Exercise requirements
Please copy the listing word for word, starting at the line that contains "Indicate every instance of the hanging" and ending at the last line of the listing.

---------------

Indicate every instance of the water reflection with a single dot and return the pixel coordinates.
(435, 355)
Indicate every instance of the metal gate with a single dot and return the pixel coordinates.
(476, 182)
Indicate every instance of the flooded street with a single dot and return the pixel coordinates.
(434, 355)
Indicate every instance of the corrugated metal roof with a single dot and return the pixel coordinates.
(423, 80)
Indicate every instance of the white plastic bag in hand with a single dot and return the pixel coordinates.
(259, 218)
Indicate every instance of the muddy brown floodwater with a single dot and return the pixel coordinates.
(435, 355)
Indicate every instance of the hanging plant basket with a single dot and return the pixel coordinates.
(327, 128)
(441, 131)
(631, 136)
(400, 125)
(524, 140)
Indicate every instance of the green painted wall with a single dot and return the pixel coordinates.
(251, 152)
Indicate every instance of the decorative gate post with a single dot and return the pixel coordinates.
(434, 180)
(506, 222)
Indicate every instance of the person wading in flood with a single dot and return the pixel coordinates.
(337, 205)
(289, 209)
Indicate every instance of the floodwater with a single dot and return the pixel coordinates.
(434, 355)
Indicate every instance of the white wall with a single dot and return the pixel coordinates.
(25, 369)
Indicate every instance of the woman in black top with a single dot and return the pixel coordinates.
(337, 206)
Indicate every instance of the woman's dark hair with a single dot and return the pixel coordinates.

---------------

Solution
Indicate every instance of the hanging plant basket with a single dot and return the pixel coordinates.
(327, 128)
(441, 131)
(631, 136)
(400, 125)
(524, 140)
Indicate every instance of the green painted wall with a single dot and return the pixel coordinates.
(251, 152)
Indicate every instance of the decorative gate post with a single dot and return the pixel coordinates.
(434, 180)
(506, 222)
Indicate every instance of the person wading in flood with a single dot and return the pixel coordinates.
(337, 205)
(289, 209)
Indicate every instance of the floodwater with a single dot and return the pixel coordinates.
(434, 355)
Indicate every instance of the white wall with a single dot and return the pixel coordinates.
(25, 369)
Indicate every instance of the woman in black top with a single dot and return the pixel coordinates.
(337, 206)
Indicate every instance of the woman's dark hair with a single dot and return the pixel coordinates.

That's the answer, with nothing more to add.